◆ **Text passage**:
■ ■ ■
Skip to main content

Common Name : Golden senna, Sulphur Cassia

Hindi Name : मोठा तरवड | Scientific Name : Senna sulfurea
Family : Fabaceae
Uses : S. surratensis is cultivated as a shade tree and as a hedge and ornamental plant; its leaves are used locally in traditional medicine, and its bark is said to be medicinal. In Southeast Asia, its young leaves are cooked and eaten as a vegetable, and in the Philippines, it is often used in teak plantations as a shade tree and hedge plant. The roots are used to treat gonorrhoea, the leaves for dysentery, and the flowers as a general purgative.
■ ■ ■
◆ **Exercise brief**:
Continue the Golden senna plant profile from the point where it stops.
■ ■ ■
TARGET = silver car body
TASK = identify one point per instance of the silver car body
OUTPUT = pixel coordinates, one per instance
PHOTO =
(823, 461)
■ ■ ■
◆ **Reply**:
Native: Indian Subcontinent to Indo-China, N. Australia
General Description:

Sulphur Cassia is a large shrub or small tree. Young shoots are hairy, later hairless. Leaves are 15-30 cm, with a club-shaped gland 1-2 mm on rachis between each of lowest 2 pairs of leaflets. Stipules are cadu­cous, linear. Leaf-stalks are 3.5-6.5 cm. Leaflet stalks are about 3 mm. Leaflets are 4-6 pairs, usually 5 pairs, abaxially farina-white, greenish above, ovate or elliptic, 3.5-10 × 2.5-4 cm, base broadly cuneate or subrounded, apex obtusely rounded or inconspicu­ously emarginate. Flower racemes occur in axils of leaves in upper part of branches. Peduncles are 3-10 cm; rachis 1-6 cm; bracts ovate, 3-8 mm, apex acute, finally reflexed. Flower-stalks are 1-3 cm. Sepals green to reddish brown, unequal, outer 2 suborbicular, about 3 mm in diameter, inner 3 obovate, 6-9 mm. Petals are bright yellow (drying orange or pinkish brown), ovate or obovate, 1.5-2.5 cm, 5-veined, clawed. Stamens are 10, all fertile, with short, thick fila­ments, lowest 2 with longer filaments; anthers subequal, opening by short, apical slits. Ovary hairy; style glabrous. Leg­ume glossy, flat, straight, strap-shaped, dehiscent, 12-20 × 1.2-1.8 cm, with long, slender beak on top, valves papery. Seeds 20-30, oblong-elliptic, ca. 7 × 4 mm.